#### DESAFIO 1:
Com base no texto sobre os tempos livres, responda:
(a) Que crise demonstrou que continuar apenas a produzir não bastava?
(b) Segundo Paul Lafargue, para quantas horas as tecnologias então existentes permitiam diminuir a jornada de trabalho?
(c) Que novo tipo de consumidor descobria Alvin Toffler?
#### DESAFIO 2:
Reúna todas as linhas dos registos abaixo em que surge a palavra "road".

#### TEXTO DA PÁGINA:
'''

O tempo livre dos assalariados decorria nas necessidades
inerentes ao trabalho industrial. São conhecidas as repercussões
psico-sociológicas da emergência da sociedade industrial, com a
sua imposição de horários e cadências fixas na actividade
produtiva.
A conquista de uma duração menor do trabalho diário
foi desde logo importante para o equilíbrio psico-fisiológico dos
trabalhadores. A limitação do tempo de trabalho tornou-se por isso
uma ideia-força numa civilização industrializada.
Era irreversível, também,
porque a partir do momento em que os operários formavam uma parte
importante de uma nação, tinha que se lhes dar tempo para
consumirem alguns dos produtos que fabricavam. Continuar apenas a
produzir não bastava, como o demonstrou a crise de 1929. A receita
encontrada e aplicada em vários países, foi a de diminuir o horários
de trabalho e expandir as férias, garantindo simultaneamente um
rendimento mínimo de modo a manter e a reanimar o sistema
produtivo.
Em volta da expansão dos tempos livres dos assalariados,
tem-se escrito, desde o século XIX,
um vasto conjunto de obras que apontam para a inevitabilidade
do surgimento de uma sociedade de tempos livres. O argumento mais
difundido parte da constatação
que os avanços tecnológicos e os seus subsequentes aumentos de
produtividade tornarão indispensável a diminuição da jornada de
trabalho. Uns viram neste fenómeno o fim da actual sociedade
capitalista, centrada na exploração do trabalho, outros apenas
descobriram formas diversas de aumento dos níveis de consumo por
parte da população mundial.
Paul
Lafargue, por exemplo, foi um dos primeiro que demonstrou como
as tecnologias já então existentes permitiam diminuir a jornada de
trabalho para três horas, parecendo-lhe um absurdo todas reivindicações
operárias que reclamavam por mais trabalho.
A verdadeira proliferação destas teorias ocorre, todavia só
depois da 2ª. Guerra Mundial, sobretudo nos EUA.
Herbert
Marcuse vislumbrou nos anos cinquenta que o aumento dos tempos
livres, estava a subverter os fundamentos da sociedade capitalista
ao difundir o princípio do prazer. Partindo da análise da mesma
sociedade, Alvin Toffler
descobria apenas o aparecimento de um novo tipo de consumidor, o
“consumidor de cultura”.

'''

#### DADOS DE TRABALHO:
'''

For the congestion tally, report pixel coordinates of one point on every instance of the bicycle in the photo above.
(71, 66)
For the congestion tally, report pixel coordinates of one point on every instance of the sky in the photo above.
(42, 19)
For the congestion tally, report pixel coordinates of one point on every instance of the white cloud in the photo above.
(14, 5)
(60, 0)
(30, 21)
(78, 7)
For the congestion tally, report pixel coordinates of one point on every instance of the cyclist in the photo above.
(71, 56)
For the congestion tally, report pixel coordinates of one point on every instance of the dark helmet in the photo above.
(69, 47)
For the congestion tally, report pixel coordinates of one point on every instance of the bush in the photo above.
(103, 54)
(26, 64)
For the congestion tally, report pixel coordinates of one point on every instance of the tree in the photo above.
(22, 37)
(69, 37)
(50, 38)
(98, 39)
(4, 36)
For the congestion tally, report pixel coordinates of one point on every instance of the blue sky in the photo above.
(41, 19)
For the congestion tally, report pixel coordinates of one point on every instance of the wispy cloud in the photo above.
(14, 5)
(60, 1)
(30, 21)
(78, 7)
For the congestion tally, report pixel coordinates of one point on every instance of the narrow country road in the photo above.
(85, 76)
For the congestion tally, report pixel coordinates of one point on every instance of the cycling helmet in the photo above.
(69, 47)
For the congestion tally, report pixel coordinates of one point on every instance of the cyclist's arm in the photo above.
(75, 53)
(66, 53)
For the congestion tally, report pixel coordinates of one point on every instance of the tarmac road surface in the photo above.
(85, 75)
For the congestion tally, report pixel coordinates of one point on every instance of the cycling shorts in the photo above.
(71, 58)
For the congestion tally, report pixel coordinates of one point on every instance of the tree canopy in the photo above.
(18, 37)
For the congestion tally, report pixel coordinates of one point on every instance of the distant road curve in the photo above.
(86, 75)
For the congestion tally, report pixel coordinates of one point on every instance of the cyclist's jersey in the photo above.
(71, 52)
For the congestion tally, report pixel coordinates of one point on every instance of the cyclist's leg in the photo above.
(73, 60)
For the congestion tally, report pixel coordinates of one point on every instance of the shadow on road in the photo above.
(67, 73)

'''
'''

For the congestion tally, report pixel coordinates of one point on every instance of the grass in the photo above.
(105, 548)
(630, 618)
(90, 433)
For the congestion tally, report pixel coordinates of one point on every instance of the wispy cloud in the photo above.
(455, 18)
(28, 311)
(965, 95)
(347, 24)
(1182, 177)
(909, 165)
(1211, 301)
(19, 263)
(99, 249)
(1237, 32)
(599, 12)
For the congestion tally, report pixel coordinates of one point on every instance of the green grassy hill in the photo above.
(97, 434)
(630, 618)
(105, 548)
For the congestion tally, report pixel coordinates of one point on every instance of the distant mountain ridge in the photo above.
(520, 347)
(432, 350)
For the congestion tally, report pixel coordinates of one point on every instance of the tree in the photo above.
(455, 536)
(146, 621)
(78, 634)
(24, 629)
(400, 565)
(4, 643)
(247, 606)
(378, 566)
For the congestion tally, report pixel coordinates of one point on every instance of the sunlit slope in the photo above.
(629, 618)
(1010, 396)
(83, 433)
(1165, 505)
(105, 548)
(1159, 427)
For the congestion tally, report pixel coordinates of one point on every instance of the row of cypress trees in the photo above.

'''
'''

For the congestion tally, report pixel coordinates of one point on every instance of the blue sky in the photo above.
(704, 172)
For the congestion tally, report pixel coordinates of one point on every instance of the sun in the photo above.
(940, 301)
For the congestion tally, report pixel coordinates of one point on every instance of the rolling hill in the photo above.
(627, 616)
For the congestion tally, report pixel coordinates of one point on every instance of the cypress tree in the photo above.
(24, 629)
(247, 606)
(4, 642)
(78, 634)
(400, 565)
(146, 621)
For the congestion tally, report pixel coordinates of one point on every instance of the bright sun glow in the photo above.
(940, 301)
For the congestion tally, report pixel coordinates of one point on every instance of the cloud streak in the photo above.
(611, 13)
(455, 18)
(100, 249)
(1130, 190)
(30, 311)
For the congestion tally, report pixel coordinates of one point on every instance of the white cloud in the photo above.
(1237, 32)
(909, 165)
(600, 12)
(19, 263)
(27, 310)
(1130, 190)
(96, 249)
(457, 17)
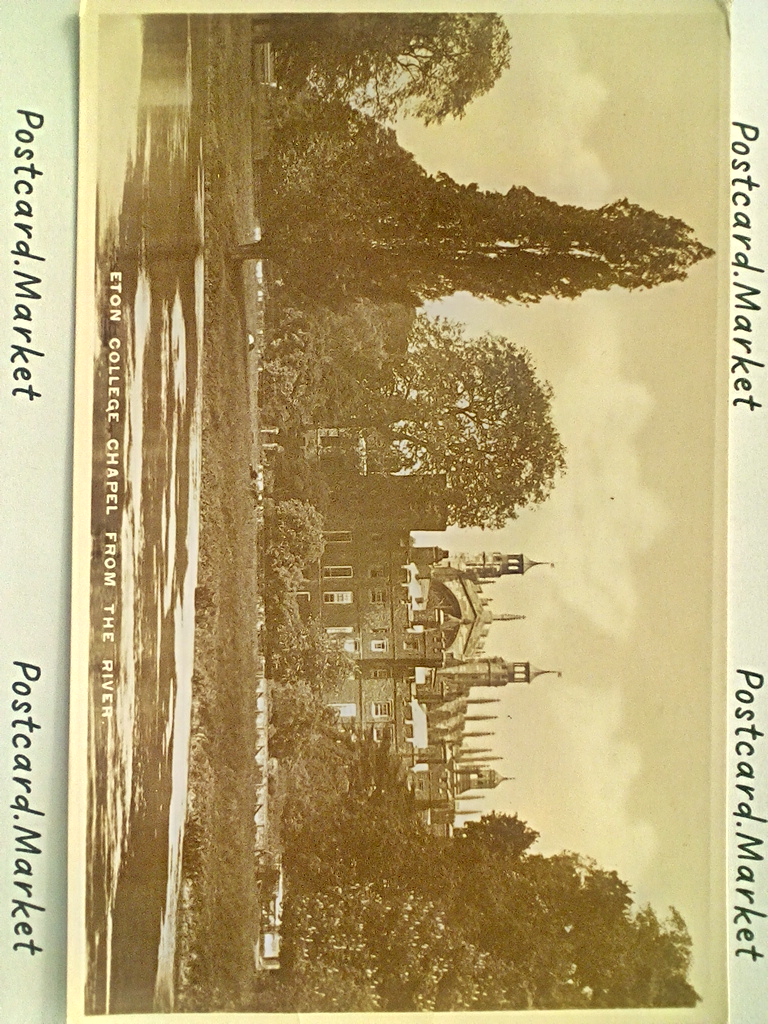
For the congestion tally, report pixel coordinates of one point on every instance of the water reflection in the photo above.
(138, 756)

'''

#### RESPOSTA ESPERADA 1:
(a) A crise de 1929.
(b) Para três horas.
(c) O "consumidor de cultura".

#### RESPOSTA ESPERADA 2:
For the congestion tally, report pixel coordinates of one point on every instance of the narrow country road in the photo above.
For the congestion tally, report pixel coordinates of one point on every instance of the tarmac road surface in the photo above.
For the congestion tally, report pixel coordinates of one point on every instance of the distant road curve in the photo above.
For the congestion tally, report pixel coordinates of one point on every instance of the shadow on road in the photo above.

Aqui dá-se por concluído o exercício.